Texto-base:
↓↓↓

Esta história é parte de uma série sobre Jornalismo de Inovação na América Latina e Caribe (*)
Os projetos inovadores de jornalismo na América Latina que usam tecnologias de realidade virtual e vídeo de 360 graus ainda não geram renda para os meios de comunicação, mas colaboraram para ampliar as audiências, principalmente entre o público mais jovem, segundo jornalistas envolvidos na sua produção.
A primeira parte desta matéria abordou as primeiras experiências com realidade virtual e vídeos 360 realizadas por meios de comunicação da América Latina. Nesta segunda parte voltamos a falar com Todo Noticias da Argentina, Diario Financiero do Chile e TV Globo do Brasil para analisar as plataformas de distribuição, a audiência e o modelo de negócio desses projetos inovadores.

↑↑↑

Linhas registradas:
↓↓↓

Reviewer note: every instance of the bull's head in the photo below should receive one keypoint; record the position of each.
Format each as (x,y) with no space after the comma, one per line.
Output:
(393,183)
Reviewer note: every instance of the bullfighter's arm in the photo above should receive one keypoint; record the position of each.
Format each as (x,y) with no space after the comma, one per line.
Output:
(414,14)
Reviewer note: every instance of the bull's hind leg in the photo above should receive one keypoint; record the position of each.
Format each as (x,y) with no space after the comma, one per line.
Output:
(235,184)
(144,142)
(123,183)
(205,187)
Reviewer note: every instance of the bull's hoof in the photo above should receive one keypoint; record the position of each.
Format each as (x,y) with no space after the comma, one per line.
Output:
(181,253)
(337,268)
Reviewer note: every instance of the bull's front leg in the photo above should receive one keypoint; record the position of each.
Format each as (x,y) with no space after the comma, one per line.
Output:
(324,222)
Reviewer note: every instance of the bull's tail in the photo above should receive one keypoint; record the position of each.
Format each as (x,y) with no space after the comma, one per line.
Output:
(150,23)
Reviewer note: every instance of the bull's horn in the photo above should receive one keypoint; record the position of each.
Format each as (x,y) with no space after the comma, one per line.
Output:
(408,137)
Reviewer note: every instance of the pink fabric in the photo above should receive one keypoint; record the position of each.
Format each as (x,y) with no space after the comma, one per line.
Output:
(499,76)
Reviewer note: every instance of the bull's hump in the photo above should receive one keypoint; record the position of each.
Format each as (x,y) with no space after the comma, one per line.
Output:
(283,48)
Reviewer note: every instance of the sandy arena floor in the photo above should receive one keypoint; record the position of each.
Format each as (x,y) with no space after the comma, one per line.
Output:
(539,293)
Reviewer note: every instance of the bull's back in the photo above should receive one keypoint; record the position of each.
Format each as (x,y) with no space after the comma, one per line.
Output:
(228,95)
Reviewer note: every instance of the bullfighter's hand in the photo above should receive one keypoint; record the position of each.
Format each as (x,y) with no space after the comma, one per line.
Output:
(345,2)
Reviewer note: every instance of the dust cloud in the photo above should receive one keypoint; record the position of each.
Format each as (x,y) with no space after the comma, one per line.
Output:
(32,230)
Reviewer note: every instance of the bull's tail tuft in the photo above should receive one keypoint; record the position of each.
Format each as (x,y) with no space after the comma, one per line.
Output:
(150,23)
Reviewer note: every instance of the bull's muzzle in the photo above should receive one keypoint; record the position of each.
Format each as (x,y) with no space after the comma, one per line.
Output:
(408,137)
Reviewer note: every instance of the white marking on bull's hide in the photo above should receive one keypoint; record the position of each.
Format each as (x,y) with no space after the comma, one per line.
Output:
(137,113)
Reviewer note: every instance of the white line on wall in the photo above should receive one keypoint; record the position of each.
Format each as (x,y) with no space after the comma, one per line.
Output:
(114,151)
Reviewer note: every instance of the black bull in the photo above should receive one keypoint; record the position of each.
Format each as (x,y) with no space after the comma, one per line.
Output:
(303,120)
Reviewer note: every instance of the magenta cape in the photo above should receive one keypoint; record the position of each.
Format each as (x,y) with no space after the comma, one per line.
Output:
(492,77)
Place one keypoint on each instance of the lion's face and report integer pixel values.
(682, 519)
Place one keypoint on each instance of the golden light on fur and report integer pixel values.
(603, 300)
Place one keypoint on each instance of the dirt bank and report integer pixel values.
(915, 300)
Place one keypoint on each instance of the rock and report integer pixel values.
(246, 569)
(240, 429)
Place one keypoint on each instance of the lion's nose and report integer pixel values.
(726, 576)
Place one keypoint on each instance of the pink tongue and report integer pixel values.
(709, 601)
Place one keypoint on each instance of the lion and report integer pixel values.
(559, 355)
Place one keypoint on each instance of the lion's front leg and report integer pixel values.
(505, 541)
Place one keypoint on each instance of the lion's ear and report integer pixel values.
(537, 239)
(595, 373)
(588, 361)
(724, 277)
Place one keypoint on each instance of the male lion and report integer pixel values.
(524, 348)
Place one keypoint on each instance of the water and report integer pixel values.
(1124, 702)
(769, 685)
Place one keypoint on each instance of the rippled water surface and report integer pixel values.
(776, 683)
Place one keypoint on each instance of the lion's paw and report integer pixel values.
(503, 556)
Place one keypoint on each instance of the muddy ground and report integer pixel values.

↑↑↑

Objetivo 1:
Responda, com base no texto sobre jornalismo em realidade virtual:
(a) A que série pertence a história?
(b) Entre que público os projetos ampliaram as audiências, principalmente?
(c) Com quais meios de comunicação a segunda parte volta a falar?
Objetivo 2:
Reescreva em forma de lista o parágrafo do texto sobre jornalismo em realidade virtual que começa por "A primeira parte desta matéria", mantendo suas informações principais.
Objetivo 3:
Prossiga com o texto sobre jornalismo em realidade virtual a partir da última frase apresentada.
As linhas vêm de uma fonte diferente da do texto-base.

Resposta esperada 1:
(a) Jornalismo de Inovação na América Latina e Caribe.
(b) Entre o público mais jovem.
(c) Todo Noticias da Argentina, Diario Financiero do Chile e TV Globo do Brasil.

Resposta esperada 2:
- A primeira parte tratou das primeiras experiências com realidade virtual e vídeos 360 feitas por meios de comunicação da América Latina.
- A segunda parte retoma a conversa com Todo Noticias (Argentina), Diario Financiero (Chile) e TV Globo (Brasil).
- O objetivo é analisar as plataformas de distribuição, a audiência e o modelo de negócio desses projetos.

Resposta esperada 3:
Ainda que os meios de comunicação costumem publicar seus vídeos 360 em seus próprios sites, tanto Diario Financiero como Todo Noticias e TV Globo concordam que, no momento, os meios mais efetivos de difusão desse produto são as mídias sociais, principalmente Facebook e YouTube.
Ambas mídias sociais oferecem vantagens e desvantagens para os vídeos 360. YouTube permite o uso de cardboards para uma experiência totalmente estereofônica, uma possibilidade que Facebook não dispõe. No entanto, a mídia social de Mark Zuckerberg é a que proporciona a difusão em grande escala.
“Nós percebemos que podíamos publicar os vídeos 360 no Facebook, porque mesmo que o YouTube já tenha o conteúdo, o nosso tráfego vem pelo menos 40% ou 50% do Facebook,” afirmou Federico Willoughby, do Diario Financiero. “Quando colocamos os vídeos no Facebook eles chegam a um público que talvez esteja conhecendo o Diario Financiero por meio destes vídeos em 360. Acho que o Facebook é muito bom para movimentar conteúdo, tem mais impacto. Por ora estamos apostando mais no Facebook que no YouTube.”
Ainda que seja muito prematuro falar de um benefício econômico diretamente ligado aos vídeos em 360 graus, o impacto que este novo produto tem nas mídias sociais tem significado um outro tipo de lucro para as empresas: o aumento da audiência.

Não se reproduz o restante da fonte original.